Go to the line that contains "Where can the winding" and extract it along with every line after it, exactly, through the end of the data below.

--

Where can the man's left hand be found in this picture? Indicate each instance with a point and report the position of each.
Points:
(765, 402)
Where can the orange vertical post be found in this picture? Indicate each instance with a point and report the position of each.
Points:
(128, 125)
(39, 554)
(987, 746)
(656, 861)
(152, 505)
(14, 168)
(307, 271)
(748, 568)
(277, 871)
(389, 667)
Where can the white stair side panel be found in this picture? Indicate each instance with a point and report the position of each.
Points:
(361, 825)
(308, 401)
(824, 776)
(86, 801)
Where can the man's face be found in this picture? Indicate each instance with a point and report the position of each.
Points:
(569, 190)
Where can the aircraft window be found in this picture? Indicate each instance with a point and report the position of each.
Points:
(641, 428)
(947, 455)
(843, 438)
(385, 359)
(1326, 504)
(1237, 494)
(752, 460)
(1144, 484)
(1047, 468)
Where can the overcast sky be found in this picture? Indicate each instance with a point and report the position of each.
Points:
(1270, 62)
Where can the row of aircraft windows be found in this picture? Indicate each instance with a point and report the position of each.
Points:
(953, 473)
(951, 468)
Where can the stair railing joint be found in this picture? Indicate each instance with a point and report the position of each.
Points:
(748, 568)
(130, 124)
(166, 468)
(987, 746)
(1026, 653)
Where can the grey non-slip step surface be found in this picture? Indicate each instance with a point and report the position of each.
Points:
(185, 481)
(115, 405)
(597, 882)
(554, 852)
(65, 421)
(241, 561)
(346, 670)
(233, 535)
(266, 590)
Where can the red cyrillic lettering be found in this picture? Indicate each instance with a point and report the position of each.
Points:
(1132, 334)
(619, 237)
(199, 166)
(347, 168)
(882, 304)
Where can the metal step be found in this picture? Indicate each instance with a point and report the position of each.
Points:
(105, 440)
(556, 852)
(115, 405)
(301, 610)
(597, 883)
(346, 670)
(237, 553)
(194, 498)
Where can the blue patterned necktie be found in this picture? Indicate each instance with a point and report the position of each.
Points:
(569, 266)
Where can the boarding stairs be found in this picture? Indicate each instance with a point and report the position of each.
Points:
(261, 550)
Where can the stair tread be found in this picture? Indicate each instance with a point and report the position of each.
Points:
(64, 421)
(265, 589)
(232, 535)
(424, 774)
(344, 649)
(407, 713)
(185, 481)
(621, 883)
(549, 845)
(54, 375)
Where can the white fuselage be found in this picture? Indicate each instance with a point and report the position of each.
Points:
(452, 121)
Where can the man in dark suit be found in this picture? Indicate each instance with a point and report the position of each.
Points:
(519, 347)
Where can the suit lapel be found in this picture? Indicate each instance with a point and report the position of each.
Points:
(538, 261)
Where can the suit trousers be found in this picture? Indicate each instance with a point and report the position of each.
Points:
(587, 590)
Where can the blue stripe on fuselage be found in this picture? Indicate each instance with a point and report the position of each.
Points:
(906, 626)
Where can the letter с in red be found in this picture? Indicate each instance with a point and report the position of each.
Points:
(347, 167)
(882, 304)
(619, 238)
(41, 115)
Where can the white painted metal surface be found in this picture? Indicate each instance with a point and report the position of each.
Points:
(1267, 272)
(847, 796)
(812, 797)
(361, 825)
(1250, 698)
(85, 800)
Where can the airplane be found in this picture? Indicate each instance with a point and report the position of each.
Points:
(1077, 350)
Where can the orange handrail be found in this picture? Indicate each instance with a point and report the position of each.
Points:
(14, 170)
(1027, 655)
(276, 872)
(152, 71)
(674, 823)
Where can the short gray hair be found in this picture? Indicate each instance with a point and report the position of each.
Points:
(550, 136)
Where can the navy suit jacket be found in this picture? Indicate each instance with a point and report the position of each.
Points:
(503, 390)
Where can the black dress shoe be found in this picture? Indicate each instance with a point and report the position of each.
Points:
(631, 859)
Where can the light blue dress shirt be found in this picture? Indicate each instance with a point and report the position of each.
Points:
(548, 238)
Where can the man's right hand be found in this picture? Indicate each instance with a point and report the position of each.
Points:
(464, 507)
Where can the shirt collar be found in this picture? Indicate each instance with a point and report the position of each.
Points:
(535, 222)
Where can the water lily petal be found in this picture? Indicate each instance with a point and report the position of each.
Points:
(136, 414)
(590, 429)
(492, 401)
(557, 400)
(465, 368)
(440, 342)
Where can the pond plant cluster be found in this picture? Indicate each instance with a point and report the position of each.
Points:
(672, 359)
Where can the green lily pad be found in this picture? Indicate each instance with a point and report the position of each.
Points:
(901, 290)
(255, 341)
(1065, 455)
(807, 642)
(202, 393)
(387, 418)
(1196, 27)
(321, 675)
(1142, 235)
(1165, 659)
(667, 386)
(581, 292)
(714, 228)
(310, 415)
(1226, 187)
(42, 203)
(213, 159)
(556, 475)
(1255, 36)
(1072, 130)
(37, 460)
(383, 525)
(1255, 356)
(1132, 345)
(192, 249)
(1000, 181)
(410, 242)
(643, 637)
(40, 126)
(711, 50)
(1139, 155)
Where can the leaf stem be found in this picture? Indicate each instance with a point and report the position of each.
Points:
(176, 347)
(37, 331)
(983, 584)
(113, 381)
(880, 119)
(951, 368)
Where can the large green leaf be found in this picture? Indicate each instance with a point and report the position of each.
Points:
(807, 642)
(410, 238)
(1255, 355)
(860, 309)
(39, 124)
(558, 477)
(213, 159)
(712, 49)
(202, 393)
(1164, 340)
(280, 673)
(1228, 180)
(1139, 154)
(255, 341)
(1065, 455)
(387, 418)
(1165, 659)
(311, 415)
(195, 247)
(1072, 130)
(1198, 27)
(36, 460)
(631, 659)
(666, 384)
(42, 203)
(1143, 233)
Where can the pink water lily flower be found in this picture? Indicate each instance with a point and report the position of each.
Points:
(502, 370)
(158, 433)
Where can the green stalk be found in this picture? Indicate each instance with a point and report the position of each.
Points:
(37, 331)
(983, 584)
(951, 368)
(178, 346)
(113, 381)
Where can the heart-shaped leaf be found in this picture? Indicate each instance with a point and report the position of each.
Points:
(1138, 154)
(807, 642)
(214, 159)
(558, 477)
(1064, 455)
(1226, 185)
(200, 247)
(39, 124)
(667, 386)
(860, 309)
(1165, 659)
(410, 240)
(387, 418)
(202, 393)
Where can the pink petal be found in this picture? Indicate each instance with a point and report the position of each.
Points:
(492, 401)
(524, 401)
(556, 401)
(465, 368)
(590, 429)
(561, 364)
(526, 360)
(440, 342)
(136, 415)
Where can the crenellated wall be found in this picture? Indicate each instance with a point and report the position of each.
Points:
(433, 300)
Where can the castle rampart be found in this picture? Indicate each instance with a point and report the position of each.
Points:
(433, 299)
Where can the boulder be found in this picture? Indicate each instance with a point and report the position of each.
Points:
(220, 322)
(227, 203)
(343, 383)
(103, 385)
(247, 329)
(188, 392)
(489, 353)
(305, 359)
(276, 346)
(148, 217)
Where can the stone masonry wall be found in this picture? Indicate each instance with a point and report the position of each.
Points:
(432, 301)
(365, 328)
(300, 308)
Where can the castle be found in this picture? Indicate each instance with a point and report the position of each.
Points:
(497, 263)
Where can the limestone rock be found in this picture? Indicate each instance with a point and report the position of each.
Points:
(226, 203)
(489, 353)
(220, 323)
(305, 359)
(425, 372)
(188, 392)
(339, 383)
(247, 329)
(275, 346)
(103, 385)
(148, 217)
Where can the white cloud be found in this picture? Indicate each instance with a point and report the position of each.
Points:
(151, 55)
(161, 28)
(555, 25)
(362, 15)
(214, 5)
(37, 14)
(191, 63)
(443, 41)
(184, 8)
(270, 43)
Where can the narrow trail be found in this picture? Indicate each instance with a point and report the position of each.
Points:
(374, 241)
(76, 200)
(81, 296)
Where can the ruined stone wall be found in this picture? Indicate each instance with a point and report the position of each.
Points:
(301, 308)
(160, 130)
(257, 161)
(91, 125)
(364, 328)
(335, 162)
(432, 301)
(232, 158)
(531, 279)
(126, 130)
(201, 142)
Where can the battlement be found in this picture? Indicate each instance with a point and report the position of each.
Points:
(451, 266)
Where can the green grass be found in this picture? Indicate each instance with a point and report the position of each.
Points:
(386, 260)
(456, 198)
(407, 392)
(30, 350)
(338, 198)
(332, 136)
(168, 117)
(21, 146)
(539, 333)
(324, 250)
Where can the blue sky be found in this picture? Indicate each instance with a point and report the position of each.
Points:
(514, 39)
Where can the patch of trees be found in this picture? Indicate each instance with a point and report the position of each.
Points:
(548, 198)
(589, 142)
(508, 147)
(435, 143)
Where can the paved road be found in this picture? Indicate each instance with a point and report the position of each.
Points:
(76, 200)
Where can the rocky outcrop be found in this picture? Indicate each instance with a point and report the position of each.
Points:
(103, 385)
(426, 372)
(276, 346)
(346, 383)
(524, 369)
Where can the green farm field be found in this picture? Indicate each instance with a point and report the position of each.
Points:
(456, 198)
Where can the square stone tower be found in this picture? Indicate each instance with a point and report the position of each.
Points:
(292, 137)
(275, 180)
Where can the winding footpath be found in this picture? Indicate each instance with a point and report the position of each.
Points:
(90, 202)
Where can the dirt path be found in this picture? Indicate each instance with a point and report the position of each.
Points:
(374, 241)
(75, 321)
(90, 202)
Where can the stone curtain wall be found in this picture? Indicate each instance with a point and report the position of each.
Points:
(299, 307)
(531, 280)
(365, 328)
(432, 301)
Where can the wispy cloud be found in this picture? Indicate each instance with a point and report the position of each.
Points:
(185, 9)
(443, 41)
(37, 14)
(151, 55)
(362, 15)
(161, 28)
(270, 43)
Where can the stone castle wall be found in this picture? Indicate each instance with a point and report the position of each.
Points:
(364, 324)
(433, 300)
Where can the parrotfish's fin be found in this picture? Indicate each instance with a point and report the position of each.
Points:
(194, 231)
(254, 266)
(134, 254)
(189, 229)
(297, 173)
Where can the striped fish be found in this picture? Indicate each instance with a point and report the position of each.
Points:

--

* [RESULT]
Where can the winding footpath be found in this picture? Indicate each instance with a point and report the position of each.
Points:
(90, 202)
Where can the dirt path be found in this picture? Indicate each instance with a point and report the position of each.
Points:
(374, 241)
(75, 321)
(90, 202)
Where can the stone curtain wall be found in this picture? Indicate each instance with a point and report the position of each.
Points:
(299, 307)
(531, 280)
(365, 328)
(432, 301)
Where can the wispy cloud be found in this picture? Indicate each instance with a point and report the position of each.
Points:
(185, 9)
(443, 41)
(37, 14)
(151, 55)
(362, 15)
(161, 28)
(270, 43)
Where can the stone castle wall be found in this picture? Indicate each instance with a point and report the position of each.
Points:
(364, 324)
(433, 300)
Where can the parrotfish's fin be found in this picture? Indicate each instance with a point and report the position of each.
Points:
(194, 231)
(254, 266)
(134, 254)
(189, 229)
(297, 173)
Where can the striped fish be found in this picture? Indicate each instance with a point and report the position of each.
Points:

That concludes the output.